What you need to do — List each line of the items below that contains the word "small", copying every such line unchanged.

Records shown —
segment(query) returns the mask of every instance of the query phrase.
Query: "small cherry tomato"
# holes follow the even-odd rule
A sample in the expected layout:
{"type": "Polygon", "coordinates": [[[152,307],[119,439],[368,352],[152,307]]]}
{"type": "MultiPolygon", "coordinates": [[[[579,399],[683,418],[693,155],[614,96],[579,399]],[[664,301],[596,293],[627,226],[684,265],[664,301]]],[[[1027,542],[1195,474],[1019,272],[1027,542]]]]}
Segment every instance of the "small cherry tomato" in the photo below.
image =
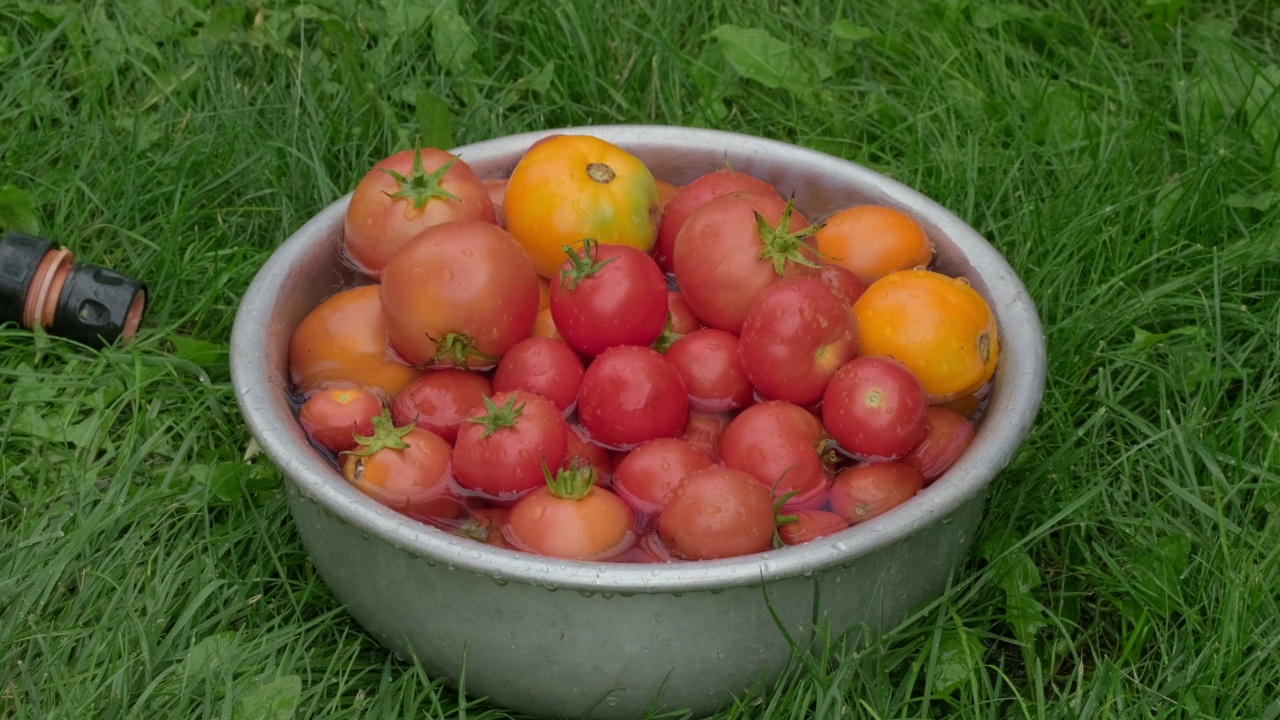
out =
{"type": "Polygon", "coordinates": [[[493,389],[538,393],[567,415],[577,405],[584,372],[582,360],[570,346],[545,337],[530,337],[502,356],[493,373],[493,389]]]}
{"type": "Polygon", "coordinates": [[[321,389],[298,407],[298,421],[307,437],[329,452],[356,447],[356,436],[374,433],[374,418],[383,401],[356,387],[321,389]]]}
{"type": "Polygon", "coordinates": [[[680,557],[716,560],[773,544],[773,501],[751,475],[712,465],[685,475],[658,515],[658,537],[680,557]]]}
{"type": "Polygon", "coordinates": [[[924,478],[910,465],[893,460],[855,465],[836,475],[831,510],[856,525],[902,505],[922,489],[924,478]]]}
{"type": "Polygon", "coordinates": [[[846,452],[868,460],[901,457],[924,438],[928,400],[901,363],[864,356],[831,379],[822,423],[846,452]]]}
{"type": "Polygon", "coordinates": [[[653,258],[594,240],[566,246],[552,283],[552,318],[564,342],[596,356],[617,345],[649,345],[667,324],[667,281],[653,258]]]}
{"type": "Polygon", "coordinates": [[[676,437],[689,418],[689,391],[660,354],[637,345],[605,350],[586,368],[577,418],[595,442],[630,450],[676,437]]]}
{"type": "Polygon", "coordinates": [[[543,468],[559,468],[567,452],[568,425],[549,400],[499,392],[458,429],[453,471],[468,491],[511,500],[543,484],[543,468]]]}
{"type": "Polygon", "coordinates": [[[378,279],[411,237],[451,220],[497,222],[489,190],[457,155],[402,150],[356,183],[342,242],[351,261],[378,279]]]}
{"type": "Polygon", "coordinates": [[[404,386],[392,402],[392,419],[397,425],[413,423],[453,445],[458,439],[458,425],[490,395],[489,378],[442,368],[404,386]]]}

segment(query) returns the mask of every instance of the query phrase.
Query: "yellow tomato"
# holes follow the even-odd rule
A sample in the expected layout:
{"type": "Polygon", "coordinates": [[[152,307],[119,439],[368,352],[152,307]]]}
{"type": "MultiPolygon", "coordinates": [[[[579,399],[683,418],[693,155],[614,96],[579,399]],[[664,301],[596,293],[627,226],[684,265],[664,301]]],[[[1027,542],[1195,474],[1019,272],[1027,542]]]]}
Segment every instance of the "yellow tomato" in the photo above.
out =
{"type": "Polygon", "coordinates": [[[643,252],[658,233],[658,184],[635,155],[590,136],[535,142],[507,182],[507,231],[550,278],[582,238],[643,252]]]}

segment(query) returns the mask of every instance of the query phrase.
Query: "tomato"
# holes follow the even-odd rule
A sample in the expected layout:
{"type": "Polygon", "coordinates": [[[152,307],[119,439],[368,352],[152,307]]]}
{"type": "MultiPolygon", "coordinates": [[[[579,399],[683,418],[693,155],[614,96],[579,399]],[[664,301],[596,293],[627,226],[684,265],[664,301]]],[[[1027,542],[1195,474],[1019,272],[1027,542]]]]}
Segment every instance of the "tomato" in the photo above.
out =
{"type": "Polygon", "coordinates": [[[490,395],[489,378],[442,368],[404,386],[392,402],[392,419],[397,425],[413,423],[453,445],[458,439],[458,425],[490,395]]]}
{"type": "Polygon", "coordinates": [[[828,263],[849,268],[870,284],[879,278],[933,260],[933,242],[915,220],[879,205],[856,205],[836,211],[814,233],[828,263]]]}
{"type": "Polygon", "coordinates": [[[653,259],[634,247],[585,240],[553,279],[556,329],[582,355],[649,345],[667,324],[667,281],[653,259]]]}
{"type": "Polygon", "coordinates": [[[453,471],[463,488],[509,500],[543,484],[543,468],[559,468],[567,452],[568,424],[549,400],[499,392],[458,429],[453,471]]]}
{"type": "Polygon", "coordinates": [[[298,407],[298,421],[311,442],[329,452],[356,447],[356,436],[374,433],[383,401],[356,387],[321,389],[298,407]]]}
{"type": "Polygon", "coordinates": [[[689,416],[689,392],[667,359],[637,345],[605,350],[586,368],[577,419],[595,442],[630,450],[676,437],[689,416]]]}
{"type": "Polygon", "coordinates": [[[924,416],[924,439],[901,462],[920,471],[924,486],[942,477],[973,442],[973,424],[955,410],[931,405],[924,416]]]}
{"type": "Polygon", "coordinates": [[[846,452],[887,460],[924,438],[928,400],[915,375],[888,357],[849,361],[827,386],[822,423],[846,452]]]}
{"type": "Polygon", "coordinates": [[[457,155],[434,147],[402,150],[356,184],[342,243],[356,268],[378,279],[411,237],[453,220],[497,222],[489,190],[457,155]]]}
{"type": "Polygon", "coordinates": [[[778,518],[778,537],[786,544],[800,544],[849,528],[844,518],[827,510],[795,510],[778,518]]]}
{"type": "Polygon", "coordinates": [[[932,404],[973,395],[996,373],[996,316],[963,278],[891,273],[867,288],[854,315],[859,352],[906,365],[932,404]]]}
{"type": "Polygon", "coordinates": [[[823,465],[827,434],[805,409],[771,400],[744,410],[724,428],[721,461],[749,473],[760,486],[773,488],[783,507],[818,507],[831,488],[823,465]]]}
{"type": "Polygon", "coordinates": [[[376,284],[329,296],[289,338],[289,378],[303,396],[355,386],[390,400],[421,374],[388,350],[376,284]]]}
{"type": "Polygon", "coordinates": [[[383,270],[390,346],[413,364],[485,369],[532,333],[538,275],[492,223],[431,225],[383,270]]]}
{"type": "Polygon", "coordinates": [[[451,482],[449,443],[440,436],[417,425],[397,428],[383,411],[374,419],[374,434],[357,439],[358,448],[343,454],[342,471],[360,492],[417,520],[462,515],[451,482]]]}
{"type": "Polygon", "coordinates": [[[812,405],[841,365],[858,352],[849,305],[818,278],[788,278],[755,296],[739,356],[760,395],[812,405]]]}
{"type": "Polygon", "coordinates": [[[511,347],[493,373],[493,389],[522,389],[550,400],[564,415],[577,405],[582,360],[563,342],[525,338],[511,347]]]}
{"type": "Polygon", "coordinates": [[[701,447],[676,438],[649,441],[618,462],[613,491],[637,512],[654,515],[680,480],[716,460],[701,447]]]}
{"type": "Polygon", "coordinates": [[[756,293],[783,277],[817,273],[812,232],[776,193],[721,195],[694,210],[676,236],[680,292],[703,324],[739,333],[756,293]]]}
{"type": "Polygon", "coordinates": [[[742,369],[737,336],[716,328],[694,331],[664,354],[680,370],[694,410],[721,413],[751,404],[751,380],[742,369]]]}
{"type": "Polygon", "coordinates": [[[703,468],[672,491],[658,515],[658,537],[690,560],[764,552],[773,544],[773,500],[741,470],[703,468]]]}
{"type": "Polygon", "coordinates": [[[856,525],[902,505],[923,488],[924,478],[910,465],[893,460],[868,462],[836,475],[831,509],[856,525]]]}
{"type": "Polygon", "coordinates": [[[571,466],[521,497],[504,533],[516,550],[564,560],[613,560],[636,543],[635,512],[595,487],[594,471],[571,466]]]}
{"type": "Polygon", "coordinates": [[[626,150],[561,135],[534,143],[516,164],[504,213],[538,274],[550,278],[564,261],[562,247],[586,237],[648,252],[658,232],[658,184],[626,150]]]}
{"type": "Polygon", "coordinates": [[[681,187],[662,209],[662,223],[658,224],[658,241],[654,243],[653,255],[663,270],[668,273],[675,270],[672,251],[676,247],[676,236],[680,234],[680,228],[685,227],[690,213],[708,200],[730,192],[778,195],[772,184],[746,173],[733,172],[731,168],[707,173],[681,187]]]}

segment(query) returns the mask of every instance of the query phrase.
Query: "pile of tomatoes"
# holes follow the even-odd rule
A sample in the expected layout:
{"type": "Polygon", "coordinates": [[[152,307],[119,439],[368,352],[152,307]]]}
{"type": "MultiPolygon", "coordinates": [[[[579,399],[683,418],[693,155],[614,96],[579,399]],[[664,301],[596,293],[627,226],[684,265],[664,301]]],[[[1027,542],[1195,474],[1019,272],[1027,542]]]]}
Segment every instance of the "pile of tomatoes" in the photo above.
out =
{"type": "Polygon", "coordinates": [[[810,224],[763,179],[677,187],[588,136],[509,178],[397,152],[343,250],[361,283],[289,347],[307,436],[387,506],[550,557],[732,557],[874,518],[968,447],[998,356],[910,217],[810,224]]]}

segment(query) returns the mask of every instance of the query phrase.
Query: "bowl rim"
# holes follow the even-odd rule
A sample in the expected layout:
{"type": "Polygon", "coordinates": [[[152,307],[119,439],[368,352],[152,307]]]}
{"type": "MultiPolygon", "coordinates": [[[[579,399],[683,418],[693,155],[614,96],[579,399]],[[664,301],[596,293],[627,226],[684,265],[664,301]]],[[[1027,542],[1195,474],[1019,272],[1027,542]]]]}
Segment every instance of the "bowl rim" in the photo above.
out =
{"type": "Polygon", "coordinates": [[[577,126],[503,136],[456,147],[452,152],[467,158],[506,158],[509,161],[498,164],[506,163],[509,170],[515,164],[511,158],[518,158],[518,152],[534,141],[557,133],[591,135],[637,154],[646,147],[672,145],[731,147],[735,156],[742,152],[783,152],[788,164],[803,163],[806,173],[837,176],[874,188],[877,201],[906,210],[923,224],[943,233],[975,272],[980,272],[1002,338],[991,407],[969,450],[942,478],[884,515],[800,546],[724,560],[676,564],[556,560],[488,546],[408,519],[362,495],[306,443],[292,407],[278,397],[283,396],[283,388],[279,378],[273,382],[273,373],[279,373],[280,368],[271,368],[262,359],[262,348],[273,342],[270,333],[279,329],[268,318],[279,299],[280,282],[314,254],[316,243],[326,234],[332,236],[335,223],[340,227],[351,199],[347,193],[312,217],[268,258],[250,283],[232,328],[232,383],[241,413],[265,455],[303,498],[320,503],[328,514],[353,525],[364,536],[380,538],[410,556],[499,582],[589,593],[684,593],[808,577],[849,565],[942,520],[984,493],[989,482],[1016,454],[1030,430],[1044,391],[1047,359],[1043,331],[1027,288],[1005,258],[950,210],[858,163],[777,140],[717,129],[650,124],[577,126]],[[1004,338],[1010,337],[1019,338],[1019,342],[1005,342],[1004,338]],[[279,432],[282,423],[293,427],[279,432]],[[1001,432],[996,432],[997,428],[1001,432]],[[300,442],[300,438],[303,439],[300,442]]]}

Worked solution —
Query: "small cherry tomato"
Segment every instance of the "small cherry tomato" in the photo below.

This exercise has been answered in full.